* Given task: Extract every line of text from the items below verbatim and reproduce it unchanged. Omit the pictures from your answer.

★ ★ ★ ★ ★ ★ ★

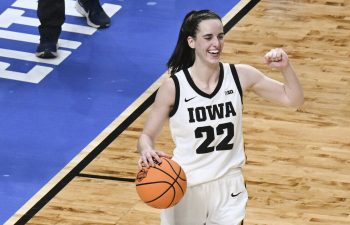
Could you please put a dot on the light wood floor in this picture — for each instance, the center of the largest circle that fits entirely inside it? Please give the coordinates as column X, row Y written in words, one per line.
column 298, row 167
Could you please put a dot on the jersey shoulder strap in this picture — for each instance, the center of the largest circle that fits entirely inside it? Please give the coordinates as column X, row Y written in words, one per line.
column 236, row 78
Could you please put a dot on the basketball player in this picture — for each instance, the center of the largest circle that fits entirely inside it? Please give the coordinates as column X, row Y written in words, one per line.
column 203, row 102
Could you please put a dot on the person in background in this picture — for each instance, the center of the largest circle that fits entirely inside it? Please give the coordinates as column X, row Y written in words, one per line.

★ ★ ★ ★ ★ ★ ★

* Right answer:
Could you please put a dot on the light wood floor in this picture — for each instance, the center of the largest circle that fits entirely inside it? Please give the coordinates as column X, row Y written in words, one per line.
column 298, row 167
Could you please put a dot on the jersey shoulder strap in this picture — for each instance, the center of the largest circle that fits entirely inside it? Please give the coordinates as column X, row Y written in words, one per line.
column 236, row 78
Could you please put a dot on the basketball player in this picture — for each instance, the center of the largest circle that fits entirely inside it? Please give the coordinates as column X, row Y written in words, one per line.
column 203, row 102
Could you please put a dot on the person in background in this picture — for each instance, the center of the largest circle that fits entirely inside it? Please give the coordinates as column X, row Y written in words, one per line.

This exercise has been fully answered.